Aufgabenstellung: Gib alles von der Zeile mit "Please drop a marker on every instance of the white jacket" bis hinunter zur Zeile mit "<point>211,101</point>" (beide eingeschlossen) vollständig wieder, auch die Zeilen ohne Koordinaten. Skaliere dabei jede Koordinate in den Antworten mit dem Faktor 1,75 und runde auf ganze Zahlen, Hälften nach oben.
=== Vorliegende Daten ===
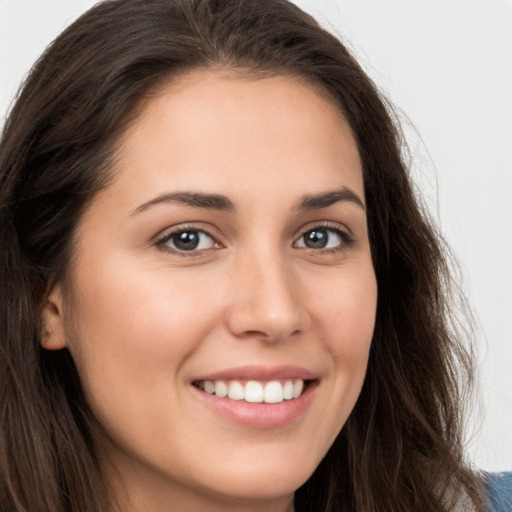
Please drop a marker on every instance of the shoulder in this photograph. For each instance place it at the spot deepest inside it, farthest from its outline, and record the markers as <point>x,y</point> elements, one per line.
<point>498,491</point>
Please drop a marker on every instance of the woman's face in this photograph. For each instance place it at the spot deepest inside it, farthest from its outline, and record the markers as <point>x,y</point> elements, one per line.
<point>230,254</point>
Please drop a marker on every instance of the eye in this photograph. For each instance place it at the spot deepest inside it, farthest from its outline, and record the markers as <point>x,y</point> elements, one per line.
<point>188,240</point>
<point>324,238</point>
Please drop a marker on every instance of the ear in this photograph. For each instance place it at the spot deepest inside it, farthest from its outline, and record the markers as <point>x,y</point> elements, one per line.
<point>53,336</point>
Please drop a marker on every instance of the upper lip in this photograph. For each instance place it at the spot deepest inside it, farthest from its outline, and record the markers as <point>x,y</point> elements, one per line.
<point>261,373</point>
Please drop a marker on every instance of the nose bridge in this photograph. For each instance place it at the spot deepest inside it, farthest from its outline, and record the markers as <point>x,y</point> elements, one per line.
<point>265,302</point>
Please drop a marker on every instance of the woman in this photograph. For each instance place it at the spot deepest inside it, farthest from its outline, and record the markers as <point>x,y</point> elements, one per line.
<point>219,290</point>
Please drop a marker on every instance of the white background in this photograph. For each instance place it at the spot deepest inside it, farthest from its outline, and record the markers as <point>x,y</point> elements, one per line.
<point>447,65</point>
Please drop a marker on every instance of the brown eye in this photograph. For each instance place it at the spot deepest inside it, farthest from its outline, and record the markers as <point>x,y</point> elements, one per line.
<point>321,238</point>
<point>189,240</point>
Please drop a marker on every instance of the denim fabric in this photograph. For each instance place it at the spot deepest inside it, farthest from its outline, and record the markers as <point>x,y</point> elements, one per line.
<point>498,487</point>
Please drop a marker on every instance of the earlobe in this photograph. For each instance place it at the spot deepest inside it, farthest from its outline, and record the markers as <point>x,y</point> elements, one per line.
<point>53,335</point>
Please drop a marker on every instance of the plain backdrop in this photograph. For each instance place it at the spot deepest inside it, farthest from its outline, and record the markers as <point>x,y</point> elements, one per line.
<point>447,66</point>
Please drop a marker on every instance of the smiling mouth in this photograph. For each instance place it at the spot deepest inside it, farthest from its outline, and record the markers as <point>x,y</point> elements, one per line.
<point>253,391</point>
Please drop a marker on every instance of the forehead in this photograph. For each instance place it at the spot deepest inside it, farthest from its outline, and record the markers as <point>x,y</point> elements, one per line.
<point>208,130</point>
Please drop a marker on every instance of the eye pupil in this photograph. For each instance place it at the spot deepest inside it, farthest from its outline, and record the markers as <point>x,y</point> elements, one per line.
===
=== Vorliegende Daten ===
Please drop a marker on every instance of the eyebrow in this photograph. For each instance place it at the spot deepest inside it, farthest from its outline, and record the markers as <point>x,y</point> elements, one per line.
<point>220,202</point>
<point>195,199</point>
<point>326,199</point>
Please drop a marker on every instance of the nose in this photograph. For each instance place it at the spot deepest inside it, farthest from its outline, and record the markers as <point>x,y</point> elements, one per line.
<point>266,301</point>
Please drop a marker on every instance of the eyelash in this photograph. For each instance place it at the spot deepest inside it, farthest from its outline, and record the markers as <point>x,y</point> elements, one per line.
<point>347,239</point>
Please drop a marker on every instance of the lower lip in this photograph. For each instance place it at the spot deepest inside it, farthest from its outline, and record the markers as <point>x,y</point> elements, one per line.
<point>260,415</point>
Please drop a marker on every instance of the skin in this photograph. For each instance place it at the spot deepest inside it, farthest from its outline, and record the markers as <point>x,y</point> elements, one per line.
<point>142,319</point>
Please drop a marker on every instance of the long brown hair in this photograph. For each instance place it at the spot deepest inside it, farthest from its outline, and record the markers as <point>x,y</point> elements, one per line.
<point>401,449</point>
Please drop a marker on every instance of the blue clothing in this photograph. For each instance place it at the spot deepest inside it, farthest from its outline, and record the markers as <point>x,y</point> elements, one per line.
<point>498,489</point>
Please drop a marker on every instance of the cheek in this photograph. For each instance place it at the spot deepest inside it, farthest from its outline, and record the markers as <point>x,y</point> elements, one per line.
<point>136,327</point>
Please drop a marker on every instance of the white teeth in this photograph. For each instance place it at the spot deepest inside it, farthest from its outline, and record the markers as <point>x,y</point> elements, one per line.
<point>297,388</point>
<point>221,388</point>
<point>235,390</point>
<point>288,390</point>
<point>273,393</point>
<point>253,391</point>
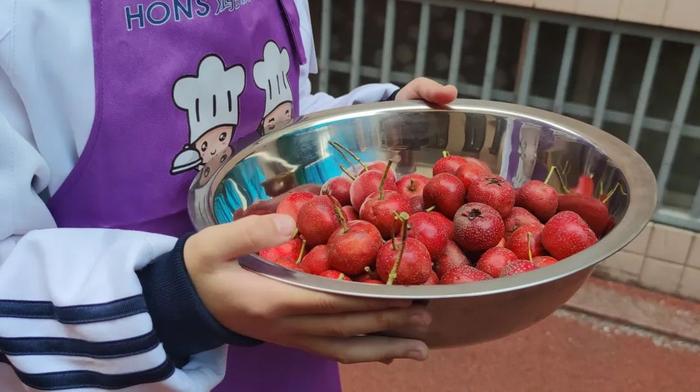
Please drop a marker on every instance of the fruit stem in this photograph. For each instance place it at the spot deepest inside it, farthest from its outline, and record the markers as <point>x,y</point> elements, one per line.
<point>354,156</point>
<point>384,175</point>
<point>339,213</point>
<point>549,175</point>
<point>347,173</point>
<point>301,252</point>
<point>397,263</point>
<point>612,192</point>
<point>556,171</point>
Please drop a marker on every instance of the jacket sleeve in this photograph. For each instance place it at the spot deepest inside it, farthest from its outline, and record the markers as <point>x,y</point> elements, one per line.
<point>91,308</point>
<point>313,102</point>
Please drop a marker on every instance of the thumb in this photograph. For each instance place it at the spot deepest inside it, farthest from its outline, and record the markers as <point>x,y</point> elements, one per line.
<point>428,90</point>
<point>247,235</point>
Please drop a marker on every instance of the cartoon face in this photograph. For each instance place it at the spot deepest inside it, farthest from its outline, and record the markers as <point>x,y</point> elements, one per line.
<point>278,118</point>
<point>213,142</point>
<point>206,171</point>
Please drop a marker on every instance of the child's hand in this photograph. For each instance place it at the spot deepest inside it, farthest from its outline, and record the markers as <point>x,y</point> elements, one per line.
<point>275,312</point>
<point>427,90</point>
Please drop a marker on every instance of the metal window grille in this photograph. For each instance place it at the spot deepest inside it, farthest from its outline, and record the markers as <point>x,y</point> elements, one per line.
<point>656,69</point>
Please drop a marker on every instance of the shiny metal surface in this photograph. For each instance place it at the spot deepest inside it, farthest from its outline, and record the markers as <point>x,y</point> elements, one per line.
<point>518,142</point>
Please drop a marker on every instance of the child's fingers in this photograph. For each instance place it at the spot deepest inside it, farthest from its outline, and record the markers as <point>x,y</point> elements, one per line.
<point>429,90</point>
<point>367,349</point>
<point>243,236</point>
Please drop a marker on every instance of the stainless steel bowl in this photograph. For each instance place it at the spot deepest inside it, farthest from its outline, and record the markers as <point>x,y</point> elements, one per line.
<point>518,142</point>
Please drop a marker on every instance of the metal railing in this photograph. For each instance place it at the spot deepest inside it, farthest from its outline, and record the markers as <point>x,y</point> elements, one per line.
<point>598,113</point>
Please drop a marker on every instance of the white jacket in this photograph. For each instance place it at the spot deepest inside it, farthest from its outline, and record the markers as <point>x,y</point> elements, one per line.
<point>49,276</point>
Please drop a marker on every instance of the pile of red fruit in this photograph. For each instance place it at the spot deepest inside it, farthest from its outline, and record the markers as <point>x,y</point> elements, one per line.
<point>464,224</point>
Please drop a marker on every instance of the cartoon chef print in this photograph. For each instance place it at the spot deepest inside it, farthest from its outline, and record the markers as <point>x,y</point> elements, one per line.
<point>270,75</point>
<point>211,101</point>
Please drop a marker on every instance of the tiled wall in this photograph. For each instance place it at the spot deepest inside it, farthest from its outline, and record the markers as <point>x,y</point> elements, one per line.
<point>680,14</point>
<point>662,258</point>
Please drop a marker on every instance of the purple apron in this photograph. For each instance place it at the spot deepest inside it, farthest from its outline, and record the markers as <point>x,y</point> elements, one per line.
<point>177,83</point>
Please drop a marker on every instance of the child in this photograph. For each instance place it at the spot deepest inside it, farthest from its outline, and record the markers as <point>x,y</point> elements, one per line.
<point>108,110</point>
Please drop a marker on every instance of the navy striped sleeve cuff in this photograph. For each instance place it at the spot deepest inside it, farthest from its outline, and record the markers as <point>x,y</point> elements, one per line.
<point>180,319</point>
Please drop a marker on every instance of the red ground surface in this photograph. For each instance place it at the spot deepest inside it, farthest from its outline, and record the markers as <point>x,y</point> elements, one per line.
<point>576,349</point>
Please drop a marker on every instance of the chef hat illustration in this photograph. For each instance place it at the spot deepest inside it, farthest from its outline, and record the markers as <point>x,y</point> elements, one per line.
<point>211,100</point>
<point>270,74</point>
===
Lösung der Aufgabe:
Please drop a marker on every instance of the white jacket in this photograph. For each instance place it at the spot deepest inside it, farthest from its outline, and record the markers as <point>x,y</point> elements, one per line.
<point>86,483</point>
Please drop a marker on every instance of the pile of red fruit in this photograph. For each instance place it at the spot deepest inside it, farthest from its outline, and record the markers as <point>x,y</point> elements, one per line.
<point>812,392</point>
Please drop a marker on every instance of the cartoon chef print in this photograph. For each instance place it at the spot deepest inside it, farthest from its outline, and record the markers as <point>x,y</point> elements, one per line.
<point>473,131</point>
<point>369,177</point>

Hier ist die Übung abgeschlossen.